- Stated task -
Pictures are excluded from this exercise. Transcribe exactly the lines from the one containing "For the pointing benchmark, tag the white gi" through the last line of the listing.

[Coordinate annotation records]
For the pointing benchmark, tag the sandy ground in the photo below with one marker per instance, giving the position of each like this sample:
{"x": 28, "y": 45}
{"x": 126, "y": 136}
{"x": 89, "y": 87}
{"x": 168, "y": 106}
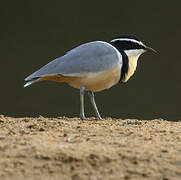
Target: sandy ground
{"x": 70, "y": 148}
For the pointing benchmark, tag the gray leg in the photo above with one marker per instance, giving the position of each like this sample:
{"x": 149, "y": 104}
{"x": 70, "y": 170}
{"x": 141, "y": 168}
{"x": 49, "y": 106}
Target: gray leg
{"x": 91, "y": 96}
{"x": 82, "y": 115}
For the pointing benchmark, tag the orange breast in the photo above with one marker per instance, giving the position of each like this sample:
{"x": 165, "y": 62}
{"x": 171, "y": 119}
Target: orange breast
{"x": 95, "y": 82}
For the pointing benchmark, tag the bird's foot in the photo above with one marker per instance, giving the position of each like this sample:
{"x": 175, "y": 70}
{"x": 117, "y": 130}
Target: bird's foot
{"x": 82, "y": 116}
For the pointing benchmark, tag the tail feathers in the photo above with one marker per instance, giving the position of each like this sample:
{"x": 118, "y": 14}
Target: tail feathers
{"x": 29, "y": 83}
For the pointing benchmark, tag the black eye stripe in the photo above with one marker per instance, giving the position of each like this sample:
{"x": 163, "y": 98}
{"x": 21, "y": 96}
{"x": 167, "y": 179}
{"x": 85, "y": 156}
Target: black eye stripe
{"x": 127, "y": 45}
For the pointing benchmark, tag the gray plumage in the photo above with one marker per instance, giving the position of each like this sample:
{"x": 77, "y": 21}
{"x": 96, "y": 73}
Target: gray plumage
{"x": 89, "y": 58}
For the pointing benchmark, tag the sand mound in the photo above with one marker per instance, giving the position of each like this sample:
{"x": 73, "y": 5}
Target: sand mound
{"x": 70, "y": 148}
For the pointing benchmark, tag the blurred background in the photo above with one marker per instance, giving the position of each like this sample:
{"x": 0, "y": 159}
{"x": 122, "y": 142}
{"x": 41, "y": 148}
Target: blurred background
{"x": 33, "y": 33}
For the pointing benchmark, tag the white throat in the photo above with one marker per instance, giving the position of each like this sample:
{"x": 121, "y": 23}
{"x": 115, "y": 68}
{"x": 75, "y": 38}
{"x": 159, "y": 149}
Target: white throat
{"x": 133, "y": 56}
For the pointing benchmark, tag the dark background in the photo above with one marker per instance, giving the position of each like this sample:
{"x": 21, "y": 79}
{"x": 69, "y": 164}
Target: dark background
{"x": 33, "y": 33}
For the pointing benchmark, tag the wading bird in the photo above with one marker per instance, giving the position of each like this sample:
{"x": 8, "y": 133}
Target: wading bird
{"x": 94, "y": 66}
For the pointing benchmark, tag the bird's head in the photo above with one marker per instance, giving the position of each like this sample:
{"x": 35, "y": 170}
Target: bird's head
{"x": 131, "y": 45}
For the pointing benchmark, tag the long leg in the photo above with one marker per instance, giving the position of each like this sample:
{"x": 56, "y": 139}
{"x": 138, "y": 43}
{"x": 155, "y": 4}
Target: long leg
{"x": 91, "y": 96}
{"x": 82, "y": 115}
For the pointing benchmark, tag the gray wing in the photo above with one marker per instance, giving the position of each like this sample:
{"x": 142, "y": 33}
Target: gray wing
{"x": 86, "y": 59}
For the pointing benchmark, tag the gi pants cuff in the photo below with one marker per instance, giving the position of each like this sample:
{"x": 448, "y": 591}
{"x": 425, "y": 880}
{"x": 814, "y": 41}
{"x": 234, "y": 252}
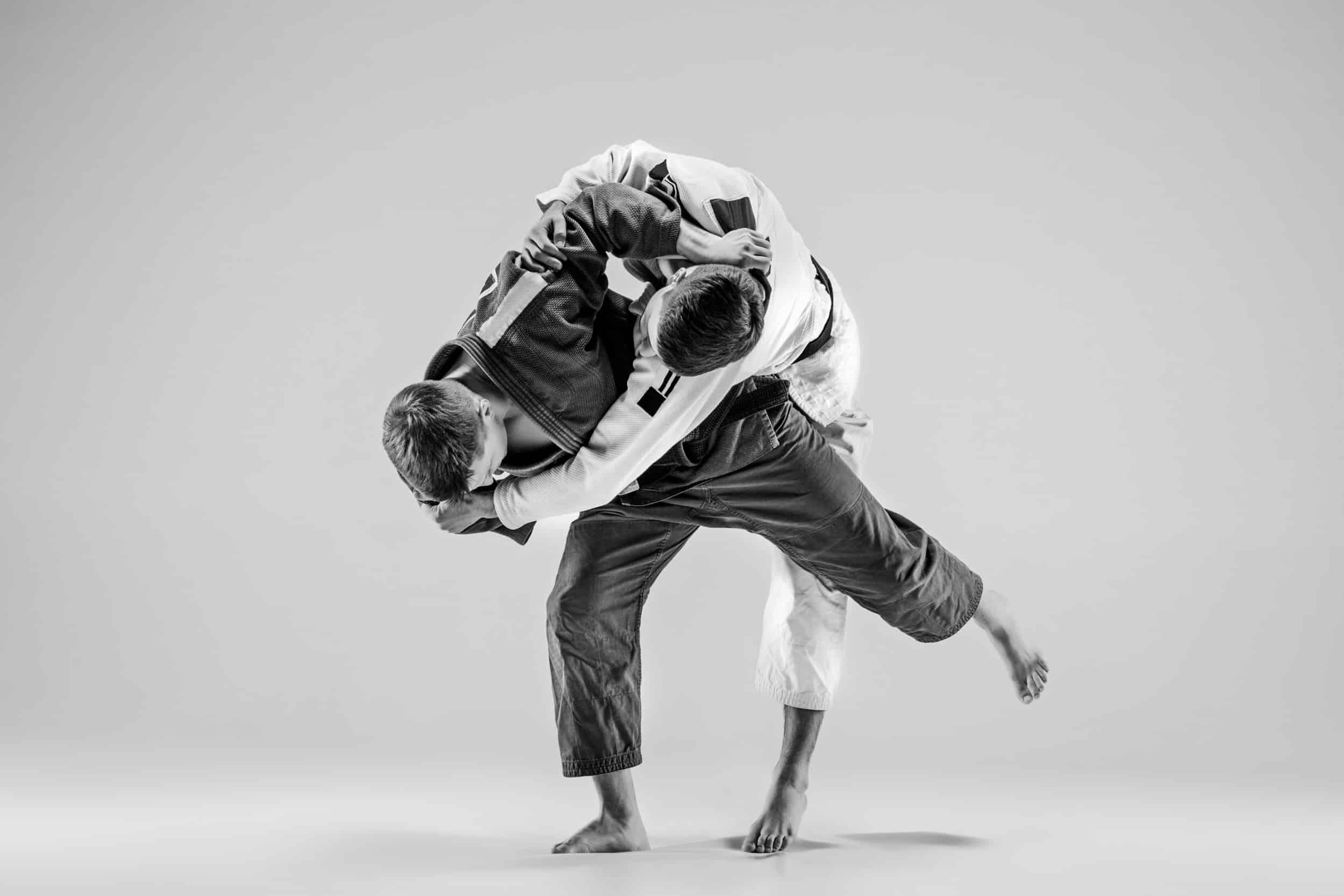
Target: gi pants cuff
{"x": 606, "y": 765}
{"x": 796, "y": 699}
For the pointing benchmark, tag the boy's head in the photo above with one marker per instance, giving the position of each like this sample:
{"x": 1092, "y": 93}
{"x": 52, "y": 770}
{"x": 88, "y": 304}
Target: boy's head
{"x": 444, "y": 439}
{"x": 711, "y": 316}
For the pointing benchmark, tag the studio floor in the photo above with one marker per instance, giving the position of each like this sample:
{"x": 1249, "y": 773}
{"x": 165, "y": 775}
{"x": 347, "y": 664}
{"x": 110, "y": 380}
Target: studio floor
{"x": 421, "y": 828}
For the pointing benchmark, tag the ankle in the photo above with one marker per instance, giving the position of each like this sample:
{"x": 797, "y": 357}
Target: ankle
{"x": 788, "y": 776}
{"x": 621, "y": 813}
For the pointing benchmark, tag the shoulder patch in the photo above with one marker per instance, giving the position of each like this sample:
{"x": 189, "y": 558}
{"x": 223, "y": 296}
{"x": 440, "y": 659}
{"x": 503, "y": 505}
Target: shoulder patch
{"x": 490, "y": 285}
{"x": 733, "y": 214}
{"x": 654, "y": 398}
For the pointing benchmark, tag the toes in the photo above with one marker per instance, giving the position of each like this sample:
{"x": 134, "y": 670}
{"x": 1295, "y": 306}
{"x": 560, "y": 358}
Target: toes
{"x": 750, "y": 841}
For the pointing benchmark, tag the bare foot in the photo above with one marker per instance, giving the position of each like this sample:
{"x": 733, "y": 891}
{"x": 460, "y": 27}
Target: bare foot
{"x": 780, "y": 821}
{"x": 606, "y": 835}
{"x": 1026, "y": 666}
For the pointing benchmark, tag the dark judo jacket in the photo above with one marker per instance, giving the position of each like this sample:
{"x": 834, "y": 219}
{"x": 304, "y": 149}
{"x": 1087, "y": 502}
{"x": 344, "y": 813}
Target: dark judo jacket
{"x": 561, "y": 346}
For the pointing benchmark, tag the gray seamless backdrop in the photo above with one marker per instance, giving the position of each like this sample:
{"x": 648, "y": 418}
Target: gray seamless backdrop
{"x": 1095, "y": 250}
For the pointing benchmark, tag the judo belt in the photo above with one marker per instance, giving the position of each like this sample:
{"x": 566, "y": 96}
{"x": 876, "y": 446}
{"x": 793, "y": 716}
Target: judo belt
{"x": 824, "y": 336}
{"x": 769, "y": 393}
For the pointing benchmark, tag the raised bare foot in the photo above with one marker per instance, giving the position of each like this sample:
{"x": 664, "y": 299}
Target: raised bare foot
{"x": 780, "y": 821}
{"x": 606, "y": 835}
{"x": 1026, "y": 665}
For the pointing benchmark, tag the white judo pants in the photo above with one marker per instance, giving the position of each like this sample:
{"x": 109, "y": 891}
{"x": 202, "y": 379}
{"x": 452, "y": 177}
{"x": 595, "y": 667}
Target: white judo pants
{"x": 803, "y": 632}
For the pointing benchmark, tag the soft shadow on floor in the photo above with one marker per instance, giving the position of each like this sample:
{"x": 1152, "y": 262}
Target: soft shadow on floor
{"x": 424, "y": 854}
{"x": 799, "y": 845}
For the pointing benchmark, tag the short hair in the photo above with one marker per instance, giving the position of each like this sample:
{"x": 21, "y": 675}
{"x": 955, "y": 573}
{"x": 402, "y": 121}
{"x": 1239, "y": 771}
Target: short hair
{"x": 710, "y": 319}
{"x": 431, "y": 434}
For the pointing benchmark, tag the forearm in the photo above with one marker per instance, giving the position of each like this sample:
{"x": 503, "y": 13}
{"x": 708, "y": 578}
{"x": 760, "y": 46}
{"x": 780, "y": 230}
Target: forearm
{"x": 628, "y": 164}
{"x": 624, "y": 222}
{"x": 695, "y": 243}
{"x": 625, "y": 444}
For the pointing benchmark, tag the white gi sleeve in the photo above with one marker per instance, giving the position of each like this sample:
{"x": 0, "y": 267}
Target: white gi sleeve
{"x": 619, "y": 164}
{"x": 656, "y": 412}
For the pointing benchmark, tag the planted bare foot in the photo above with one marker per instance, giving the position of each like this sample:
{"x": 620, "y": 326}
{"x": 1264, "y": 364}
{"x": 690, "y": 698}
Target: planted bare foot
{"x": 1026, "y": 665}
{"x": 606, "y": 835}
{"x": 780, "y": 821}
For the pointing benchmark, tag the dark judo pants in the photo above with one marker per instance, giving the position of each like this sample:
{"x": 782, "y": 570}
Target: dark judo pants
{"x": 796, "y": 493}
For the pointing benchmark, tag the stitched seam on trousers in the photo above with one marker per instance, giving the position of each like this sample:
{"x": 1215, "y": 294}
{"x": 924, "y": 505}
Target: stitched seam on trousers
{"x": 785, "y": 547}
{"x": 797, "y": 699}
{"x": 966, "y": 617}
{"x": 639, "y": 617}
{"x": 601, "y": 766}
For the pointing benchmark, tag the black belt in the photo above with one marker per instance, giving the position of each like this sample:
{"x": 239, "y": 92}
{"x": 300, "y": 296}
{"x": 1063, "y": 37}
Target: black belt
{"x": 824, "y": 336}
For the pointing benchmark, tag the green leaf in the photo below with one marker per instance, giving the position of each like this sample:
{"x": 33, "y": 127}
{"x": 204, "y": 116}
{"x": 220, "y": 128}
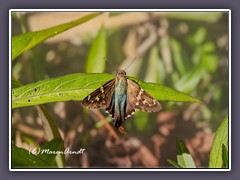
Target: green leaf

- Answer to this task -
For the pointing benchmark, tag the white gi sleeve in the photo above with one marker per instance, giving the position of each like this sample:
{"x": 0, "y": 267}
Target: white gi sleeve
{"x": 619, "y": 164}
{"x": 656, "y": 412}
For the pointing benchmark, tag the planted bare foot in the photo above with one marker per instance, giving the position of each like this sample:
{"x": 620, "y": 326}
{"x": 1264, "y": 364}
{"x": 690, "y": 698}
Target: planted bare foot
{"x": 1026, "y": 665}
{"x": 606, "y": 835}
{"x": 780, "y": 821}
For the pointing benchmark, tag the dark judo pants in the photo above with one marker per instance, giving the position of each like this sample:
{"x": 782, "y": 570}
Target: dark judo pants
{"x": 796, "y": 493}
For the pointing benchmark, tag the stitched seam on trousers in the photo above with one marker per instance, giving the position of each like this sample:
{"x": 1215, "y": 294}
{"x": 924, "y": 505}
Target: stitched seam on trousers
{"x": 785, "y": 547}
{"x": 797, "y": 699}
{"x": 966, "y": 617}
{"x": 639, "y": 617}
{"x": 601, "y": 766}
For the pointing benchmark, tag the black belt in the photo above with one marker per instance, giving the position of each like this sample:
{"x": 239, "y": 92}
{"x": 300, "y": 296}
{"x": 1063, "y": 37}
Target: black belt
{"x": 824, "y": 336}
For the pointing benchmark, tag the green leaf in the photo below with one marker per instance, giving the position of each like this sample:
{"x": 33, "y": 127}
{"x": 204, "y": 116}
{"x": 220, "y": 128}
Target: green leaf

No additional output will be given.